Share your dilemmas and get honest opinions from other Mumsnetters.

FIL comments about son's DLA

91 replies

WWYDNameChange · 09/06/2018 14:32

First of all, apologies if this doesn't end up in paragraphs, it should have them, but the app always messes them up for me!

DS is 4 and severely Autistic. He's non verbal, doesn't understand language and can be extremely difficult to manage when out and about. We're currently hiring a SEN pram which is costing us a fortune whilst we wait for special twin one to be made (DS2 is almost 2 and also on the pathway)

Anyway. We see PIL maybe 3 times a month by their request. Tbh, the visits are always a bit stressful as FIL seems very unaware and unsympathetic towards his grandson. FWIW his youngest daughter is only 5 and StepMIL is a childminder, so it's not as if he's not used to being around small children or anything.

FIL seems obsessed with money and seems to 'jokingly' go on about what benefits we get. Even though myself and my Husband don't even claim half the stuff we're entitled to because we get by okay.

Now that our son is 4, we decided to apply for Hight Rate Mobility DLA. We spent months doing the form, which is a gruelling process, gathering all types of reports from different people and even sent in a mandatory reconsideration after he was rejected.

==================================================

## STATED EXERCISE 1
Please print the part of the forum post between "WWYDNameChange · 09/06/2018" and "children or anything.", inclusive.

## INPUT
==================================================

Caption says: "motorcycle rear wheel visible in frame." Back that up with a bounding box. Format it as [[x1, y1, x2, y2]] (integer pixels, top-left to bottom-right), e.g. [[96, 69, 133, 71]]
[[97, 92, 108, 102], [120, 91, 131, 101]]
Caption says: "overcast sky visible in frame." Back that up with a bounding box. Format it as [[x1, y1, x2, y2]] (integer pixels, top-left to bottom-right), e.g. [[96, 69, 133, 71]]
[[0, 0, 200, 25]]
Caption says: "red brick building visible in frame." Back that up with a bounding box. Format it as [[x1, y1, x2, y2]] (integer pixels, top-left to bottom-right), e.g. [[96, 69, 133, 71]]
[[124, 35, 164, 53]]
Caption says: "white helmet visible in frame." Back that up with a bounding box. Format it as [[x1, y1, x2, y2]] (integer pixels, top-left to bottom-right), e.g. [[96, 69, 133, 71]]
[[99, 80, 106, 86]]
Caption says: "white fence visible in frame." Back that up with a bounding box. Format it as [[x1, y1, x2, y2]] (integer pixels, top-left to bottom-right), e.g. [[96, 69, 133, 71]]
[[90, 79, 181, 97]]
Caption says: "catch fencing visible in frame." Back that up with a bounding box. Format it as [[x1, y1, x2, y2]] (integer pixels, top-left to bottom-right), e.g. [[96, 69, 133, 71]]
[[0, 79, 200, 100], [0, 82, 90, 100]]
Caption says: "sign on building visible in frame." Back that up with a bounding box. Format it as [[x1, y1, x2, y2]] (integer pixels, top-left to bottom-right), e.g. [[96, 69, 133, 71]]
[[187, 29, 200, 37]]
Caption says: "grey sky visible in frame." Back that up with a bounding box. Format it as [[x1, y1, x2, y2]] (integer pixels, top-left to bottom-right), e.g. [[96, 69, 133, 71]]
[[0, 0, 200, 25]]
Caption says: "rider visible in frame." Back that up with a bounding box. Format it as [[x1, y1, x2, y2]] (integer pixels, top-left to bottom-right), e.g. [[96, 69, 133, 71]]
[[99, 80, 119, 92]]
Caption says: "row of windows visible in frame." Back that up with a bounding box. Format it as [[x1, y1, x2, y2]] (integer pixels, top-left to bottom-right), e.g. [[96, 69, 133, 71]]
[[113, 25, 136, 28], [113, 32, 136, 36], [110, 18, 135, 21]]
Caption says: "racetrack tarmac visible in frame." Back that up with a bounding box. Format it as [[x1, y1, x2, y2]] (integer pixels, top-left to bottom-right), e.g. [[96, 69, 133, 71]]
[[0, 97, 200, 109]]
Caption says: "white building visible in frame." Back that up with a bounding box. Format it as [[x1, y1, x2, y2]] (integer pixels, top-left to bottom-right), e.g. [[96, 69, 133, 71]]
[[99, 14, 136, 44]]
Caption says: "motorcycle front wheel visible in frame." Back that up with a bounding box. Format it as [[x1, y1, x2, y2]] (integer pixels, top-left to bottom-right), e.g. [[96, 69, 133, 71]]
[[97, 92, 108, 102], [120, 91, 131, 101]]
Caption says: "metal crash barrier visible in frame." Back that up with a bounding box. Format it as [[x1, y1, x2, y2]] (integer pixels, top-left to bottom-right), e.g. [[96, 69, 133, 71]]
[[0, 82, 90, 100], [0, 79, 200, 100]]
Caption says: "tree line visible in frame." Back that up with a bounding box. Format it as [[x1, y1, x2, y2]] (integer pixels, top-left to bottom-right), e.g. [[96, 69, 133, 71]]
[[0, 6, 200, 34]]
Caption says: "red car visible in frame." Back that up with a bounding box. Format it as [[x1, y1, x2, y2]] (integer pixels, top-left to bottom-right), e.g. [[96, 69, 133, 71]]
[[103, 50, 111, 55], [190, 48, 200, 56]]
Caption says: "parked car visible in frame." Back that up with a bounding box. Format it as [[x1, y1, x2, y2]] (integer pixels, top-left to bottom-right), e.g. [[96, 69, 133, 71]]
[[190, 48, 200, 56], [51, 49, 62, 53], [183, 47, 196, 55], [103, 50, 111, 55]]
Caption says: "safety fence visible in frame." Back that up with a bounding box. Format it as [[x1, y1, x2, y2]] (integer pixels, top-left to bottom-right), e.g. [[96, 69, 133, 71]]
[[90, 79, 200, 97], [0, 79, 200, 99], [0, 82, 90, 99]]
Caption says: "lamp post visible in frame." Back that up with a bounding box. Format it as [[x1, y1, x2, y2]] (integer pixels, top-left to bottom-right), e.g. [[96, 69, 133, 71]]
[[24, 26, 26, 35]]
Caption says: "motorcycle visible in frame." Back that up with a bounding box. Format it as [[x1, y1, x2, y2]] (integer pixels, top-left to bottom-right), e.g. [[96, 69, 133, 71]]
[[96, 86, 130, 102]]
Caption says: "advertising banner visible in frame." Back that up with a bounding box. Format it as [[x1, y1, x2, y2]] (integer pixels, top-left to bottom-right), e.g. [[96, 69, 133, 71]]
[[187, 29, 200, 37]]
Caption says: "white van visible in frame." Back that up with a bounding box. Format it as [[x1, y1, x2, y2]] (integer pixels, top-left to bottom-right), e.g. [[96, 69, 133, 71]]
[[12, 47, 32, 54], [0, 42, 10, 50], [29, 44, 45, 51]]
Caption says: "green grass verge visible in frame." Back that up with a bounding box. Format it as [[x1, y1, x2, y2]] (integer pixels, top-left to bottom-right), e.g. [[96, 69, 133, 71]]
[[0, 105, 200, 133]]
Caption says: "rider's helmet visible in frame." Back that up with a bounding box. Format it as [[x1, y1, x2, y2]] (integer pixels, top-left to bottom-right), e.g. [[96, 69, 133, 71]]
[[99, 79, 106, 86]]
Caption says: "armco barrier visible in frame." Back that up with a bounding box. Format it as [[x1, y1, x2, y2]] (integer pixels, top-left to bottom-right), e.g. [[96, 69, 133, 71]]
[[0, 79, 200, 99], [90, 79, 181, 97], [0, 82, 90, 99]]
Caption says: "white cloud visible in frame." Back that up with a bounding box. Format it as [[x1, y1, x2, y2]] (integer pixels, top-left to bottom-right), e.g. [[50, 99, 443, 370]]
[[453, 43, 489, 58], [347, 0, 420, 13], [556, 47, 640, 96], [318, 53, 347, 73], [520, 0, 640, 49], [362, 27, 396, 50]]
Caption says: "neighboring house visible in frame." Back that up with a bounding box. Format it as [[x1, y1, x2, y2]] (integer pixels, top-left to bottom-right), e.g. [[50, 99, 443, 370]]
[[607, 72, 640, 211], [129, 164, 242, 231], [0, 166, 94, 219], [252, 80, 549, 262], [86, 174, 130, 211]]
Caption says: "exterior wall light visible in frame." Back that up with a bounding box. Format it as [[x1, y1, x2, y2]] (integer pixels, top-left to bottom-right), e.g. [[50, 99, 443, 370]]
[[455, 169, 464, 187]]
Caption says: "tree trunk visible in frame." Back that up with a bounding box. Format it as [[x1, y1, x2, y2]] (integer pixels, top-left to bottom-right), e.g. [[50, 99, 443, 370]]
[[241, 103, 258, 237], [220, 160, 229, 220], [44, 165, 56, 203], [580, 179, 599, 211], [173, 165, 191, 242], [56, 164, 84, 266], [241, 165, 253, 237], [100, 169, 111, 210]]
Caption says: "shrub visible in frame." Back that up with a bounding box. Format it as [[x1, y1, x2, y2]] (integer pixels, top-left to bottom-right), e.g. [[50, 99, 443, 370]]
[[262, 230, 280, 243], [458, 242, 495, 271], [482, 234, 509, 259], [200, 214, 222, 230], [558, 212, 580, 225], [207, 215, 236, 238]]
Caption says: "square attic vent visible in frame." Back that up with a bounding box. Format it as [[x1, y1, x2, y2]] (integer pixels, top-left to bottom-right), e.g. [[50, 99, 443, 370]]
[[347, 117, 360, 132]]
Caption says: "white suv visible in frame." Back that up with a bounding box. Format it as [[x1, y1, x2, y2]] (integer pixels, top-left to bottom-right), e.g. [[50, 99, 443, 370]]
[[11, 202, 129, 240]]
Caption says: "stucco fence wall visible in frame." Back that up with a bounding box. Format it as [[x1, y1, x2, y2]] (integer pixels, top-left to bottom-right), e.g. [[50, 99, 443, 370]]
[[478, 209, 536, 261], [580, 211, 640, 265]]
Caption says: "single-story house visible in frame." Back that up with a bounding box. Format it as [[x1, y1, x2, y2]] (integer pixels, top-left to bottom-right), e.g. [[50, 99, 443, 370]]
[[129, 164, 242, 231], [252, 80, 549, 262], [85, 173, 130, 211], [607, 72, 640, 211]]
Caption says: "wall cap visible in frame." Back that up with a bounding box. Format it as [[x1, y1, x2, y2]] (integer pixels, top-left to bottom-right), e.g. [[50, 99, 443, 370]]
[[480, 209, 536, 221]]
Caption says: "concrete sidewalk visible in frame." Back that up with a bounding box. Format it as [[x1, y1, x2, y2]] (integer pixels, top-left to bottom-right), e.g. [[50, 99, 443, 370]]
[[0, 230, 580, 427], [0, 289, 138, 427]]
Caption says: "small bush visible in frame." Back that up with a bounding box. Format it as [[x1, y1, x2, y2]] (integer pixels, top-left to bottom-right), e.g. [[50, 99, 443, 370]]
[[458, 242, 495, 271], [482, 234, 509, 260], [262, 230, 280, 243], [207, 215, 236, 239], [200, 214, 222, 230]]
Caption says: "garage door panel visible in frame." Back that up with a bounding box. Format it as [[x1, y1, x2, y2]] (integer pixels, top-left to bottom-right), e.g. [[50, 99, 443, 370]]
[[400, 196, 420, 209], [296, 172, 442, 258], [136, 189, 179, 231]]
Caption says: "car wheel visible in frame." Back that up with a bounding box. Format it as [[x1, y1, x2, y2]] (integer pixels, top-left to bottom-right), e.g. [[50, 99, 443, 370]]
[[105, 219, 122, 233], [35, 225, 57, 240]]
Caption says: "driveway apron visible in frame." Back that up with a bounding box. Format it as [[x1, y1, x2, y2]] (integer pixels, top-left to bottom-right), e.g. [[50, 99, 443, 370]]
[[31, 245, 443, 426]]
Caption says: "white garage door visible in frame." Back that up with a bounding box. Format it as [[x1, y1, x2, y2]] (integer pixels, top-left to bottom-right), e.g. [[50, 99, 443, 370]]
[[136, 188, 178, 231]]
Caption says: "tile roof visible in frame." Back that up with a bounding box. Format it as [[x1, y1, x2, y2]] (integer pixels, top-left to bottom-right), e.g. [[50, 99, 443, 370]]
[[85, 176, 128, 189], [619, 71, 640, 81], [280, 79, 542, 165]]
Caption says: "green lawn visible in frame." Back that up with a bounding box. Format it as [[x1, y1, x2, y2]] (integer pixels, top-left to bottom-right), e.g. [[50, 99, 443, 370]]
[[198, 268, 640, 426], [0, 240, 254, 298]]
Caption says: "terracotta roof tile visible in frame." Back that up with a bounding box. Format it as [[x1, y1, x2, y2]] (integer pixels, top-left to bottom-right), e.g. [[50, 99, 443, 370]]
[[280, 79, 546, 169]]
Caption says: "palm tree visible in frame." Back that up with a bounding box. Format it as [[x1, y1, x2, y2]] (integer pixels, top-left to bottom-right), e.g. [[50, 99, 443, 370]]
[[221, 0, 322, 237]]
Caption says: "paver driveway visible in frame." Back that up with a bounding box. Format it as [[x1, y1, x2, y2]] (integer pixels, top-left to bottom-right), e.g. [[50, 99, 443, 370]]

==================================================

## STATED EXERCISE 2
Render the listing between the lines holding "roof visible in" and "79, 542, 165]]", inclusive, as a two-column CSV with the headers caption_text and box_answer. Give one row per caption with its boxes, and put each value in a quoted field with line breaks replaced by spaces.

## TASK ANSWER 1
WWYDNameChange · 09/06/2018 14:32

First of all, apologies if this doesn't end up in paragraphs, it should have them, but the app always messes them up for me!

DS is 4 and severely Autistic. He's non verbal, doesn't understand language and can be extremely difficult to manage when out and about. We're currently hiring a SEN pram which is costing us a fortune whilst we wait for special twin one to be made (DS2 is almost 2 and also on the pathway)

Anyway. We see PIL maybe 3 times a month by their request. Tbh, the visits are always a bit stressful as FIL seems very unaware and unsympathetic towards his grandson. FWIW his youngest daughter is only 5 and StepMIL is a childminder, so it's not as if he's not used to being around small children or anything.

## TASK ANSWER 2
caption_text,box_answer
"Caption says: ""tile roof visible in frame."" Back that up with a bounding box. Format it as [[x1, y1, x2, y2]] (integer pixels, top-left to bottom-right), e.g. [[50, 99, 443, 370]]","[[85, 176, 128, 189], [619, 71, 640, 81], [280, 79, 542, 165]]"